## What this task involves
In the listing below, which lines contain the string "grass"? Copy them all.

## Data listing
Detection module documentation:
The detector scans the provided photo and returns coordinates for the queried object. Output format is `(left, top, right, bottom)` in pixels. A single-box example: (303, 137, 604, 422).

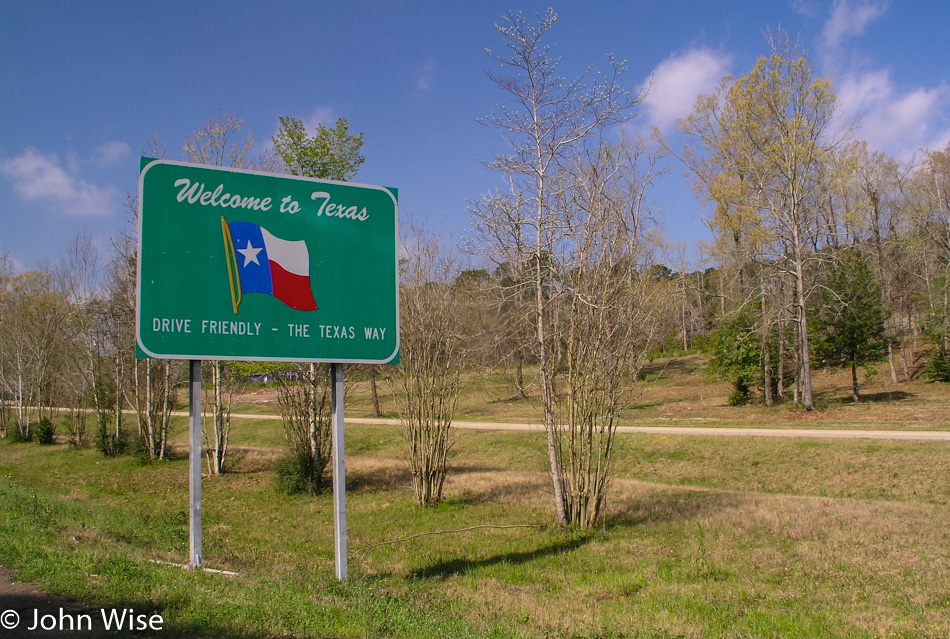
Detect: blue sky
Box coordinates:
(2, 1, 948, 273)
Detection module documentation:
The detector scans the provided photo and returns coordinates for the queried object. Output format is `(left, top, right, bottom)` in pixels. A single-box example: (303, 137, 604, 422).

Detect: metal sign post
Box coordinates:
(188, 360, 202, 568)
(330, 363, 347, 580)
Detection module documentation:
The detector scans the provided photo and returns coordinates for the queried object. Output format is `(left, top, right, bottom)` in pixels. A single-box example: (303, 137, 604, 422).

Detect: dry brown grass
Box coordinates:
(407, 474, 950, 637)
(436, 473, 950, 637)
(338, 352, 950, 432)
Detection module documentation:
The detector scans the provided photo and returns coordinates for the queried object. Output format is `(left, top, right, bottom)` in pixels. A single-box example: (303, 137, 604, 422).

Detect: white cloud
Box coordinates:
(304, 106, 336, 132)
(822, 0, 889, 50)
(0, 147, 117, 216)
(640, 49, 732, 133)
(90, 140, 130, 166)
(814, 1, 948, 159)
(836, 70, 950, 160)
(790, 0, 822, 18)
(835, 69, 891, 121)
(416, 60, 435, 91)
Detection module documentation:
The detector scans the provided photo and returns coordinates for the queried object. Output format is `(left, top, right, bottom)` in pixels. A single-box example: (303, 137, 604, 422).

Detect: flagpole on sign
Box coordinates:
(221, 218, 240, 314)
(189, 360, 202, 568)
(330, 362, 347, 580)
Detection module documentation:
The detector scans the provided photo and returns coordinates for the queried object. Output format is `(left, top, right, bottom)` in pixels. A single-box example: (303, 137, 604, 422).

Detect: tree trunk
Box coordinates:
(761, 276, 773, 407)
(794, 257, 814, 410)
(777, 316, 786, 400)
(899, 339, 911, 382)
(887, 342, 898, 385)
(793, 325, 801, 405)
(534, 210, 567, 525)
(369, 367, 381, 418)
(538, 275, 568, 527)
(681, 276, 689, 352)
(515, 361, 527, 399)
(851, 359, 860, 403)
(113, 355, 122, 445)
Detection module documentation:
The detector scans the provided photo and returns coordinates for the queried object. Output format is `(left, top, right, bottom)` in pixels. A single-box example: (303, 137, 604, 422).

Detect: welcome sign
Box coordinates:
(136, 159, 399, 364)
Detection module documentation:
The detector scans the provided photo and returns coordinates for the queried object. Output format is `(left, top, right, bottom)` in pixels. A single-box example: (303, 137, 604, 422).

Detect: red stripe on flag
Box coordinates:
(269, 260, 317, 311)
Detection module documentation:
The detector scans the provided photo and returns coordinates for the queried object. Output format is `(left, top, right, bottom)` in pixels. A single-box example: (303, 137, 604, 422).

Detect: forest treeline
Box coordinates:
(2, 13, 948, 528)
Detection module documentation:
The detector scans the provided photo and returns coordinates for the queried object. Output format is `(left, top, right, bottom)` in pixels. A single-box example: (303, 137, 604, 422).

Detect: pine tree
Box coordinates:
(811, 249, 888, 402)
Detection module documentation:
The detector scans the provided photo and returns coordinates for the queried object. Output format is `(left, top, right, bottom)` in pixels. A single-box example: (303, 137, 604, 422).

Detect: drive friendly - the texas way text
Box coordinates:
(151, 318, 388, 341)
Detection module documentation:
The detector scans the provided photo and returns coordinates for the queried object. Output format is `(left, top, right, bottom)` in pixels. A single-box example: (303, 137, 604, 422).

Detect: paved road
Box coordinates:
(207, 413, 950, 442)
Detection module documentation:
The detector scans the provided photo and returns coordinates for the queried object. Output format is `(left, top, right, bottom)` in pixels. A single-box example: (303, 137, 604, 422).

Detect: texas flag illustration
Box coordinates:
(222, 219, 317, 312)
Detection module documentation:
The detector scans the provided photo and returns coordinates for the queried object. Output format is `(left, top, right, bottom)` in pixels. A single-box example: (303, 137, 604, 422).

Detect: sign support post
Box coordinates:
(188, 359, 202, 568)
(330, 362, 347, 580)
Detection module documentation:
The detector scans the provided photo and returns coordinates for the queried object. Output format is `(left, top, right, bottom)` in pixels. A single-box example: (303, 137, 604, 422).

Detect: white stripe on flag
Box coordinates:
(261, 228, 310, 277)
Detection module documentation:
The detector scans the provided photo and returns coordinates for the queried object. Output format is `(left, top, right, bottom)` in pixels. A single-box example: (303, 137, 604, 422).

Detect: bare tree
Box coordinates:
(551, 140, 667, 526)
(202, 362, 245, 475)
(392, 229, 464, 506)
(182, 111, 261, 470)
(130, 357, 179, 460)
(182, 108, 277, 171)
(0, 268, 71, 439)
(473, 8, 641, 525)
(55, 233, 105, 446)
(274, 363, 334, 495)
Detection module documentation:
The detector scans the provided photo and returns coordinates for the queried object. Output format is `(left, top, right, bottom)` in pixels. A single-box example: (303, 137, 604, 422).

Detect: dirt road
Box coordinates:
(206, 413, 950, 441)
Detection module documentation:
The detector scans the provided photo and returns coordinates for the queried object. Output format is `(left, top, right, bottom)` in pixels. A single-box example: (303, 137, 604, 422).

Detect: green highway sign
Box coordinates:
(136, 159, 399, 364)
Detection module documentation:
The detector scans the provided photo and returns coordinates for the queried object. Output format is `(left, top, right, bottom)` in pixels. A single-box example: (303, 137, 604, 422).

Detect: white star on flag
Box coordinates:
(237, 240, 262, 267)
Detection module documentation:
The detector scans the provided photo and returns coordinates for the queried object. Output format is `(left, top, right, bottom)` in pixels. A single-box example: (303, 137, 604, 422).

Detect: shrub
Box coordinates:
(65, 405, 89, 447)
(923, 347, 950, 382)
(727, 381, 751, 406)
(274, 450, 327, 496)
(95, 422, 129, 457)
(34, 418, 56, 445)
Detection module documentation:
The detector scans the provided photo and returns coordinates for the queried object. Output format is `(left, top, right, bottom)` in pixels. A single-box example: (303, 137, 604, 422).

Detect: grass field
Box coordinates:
(338, 355, 950, 431)
(1, 355, 949, 638)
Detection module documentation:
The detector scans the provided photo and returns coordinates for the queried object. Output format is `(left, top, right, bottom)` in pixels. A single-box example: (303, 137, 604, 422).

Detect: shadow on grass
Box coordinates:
(639, 355, 705, 379)
(856, 390, 916, 403)
(449, 476, 547, 506)
(488, 393, 534, 405)
(347, 465, 412, 493)
(408, 535, 591, 580)
(609, 488, 748, 528)
(811, 389, 916, 405)
(448, 464, 509, 475)
(626, 401, 666, 411)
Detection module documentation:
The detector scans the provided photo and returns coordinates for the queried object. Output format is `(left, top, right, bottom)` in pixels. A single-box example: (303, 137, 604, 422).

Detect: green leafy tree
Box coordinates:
(679, 29, 840, 410)
(810, 249, 888, 402)
(272, 116, 364, 181)
(709, 303, 765, 406)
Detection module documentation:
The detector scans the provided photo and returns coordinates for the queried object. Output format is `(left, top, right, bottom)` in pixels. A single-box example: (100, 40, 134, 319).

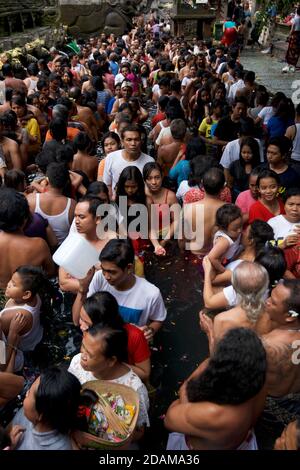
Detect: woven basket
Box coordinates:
(73, 380, 140, 450)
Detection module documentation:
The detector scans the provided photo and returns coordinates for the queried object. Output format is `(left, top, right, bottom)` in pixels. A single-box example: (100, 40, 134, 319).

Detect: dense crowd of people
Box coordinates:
(0, 5, 299, 451)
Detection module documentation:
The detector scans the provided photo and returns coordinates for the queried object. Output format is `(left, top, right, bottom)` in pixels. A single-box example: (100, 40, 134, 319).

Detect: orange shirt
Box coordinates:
(45, 127, 80, 142)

## Task answer
Detect: dry brown grass
Detect: grass field
Detect: shadow on grass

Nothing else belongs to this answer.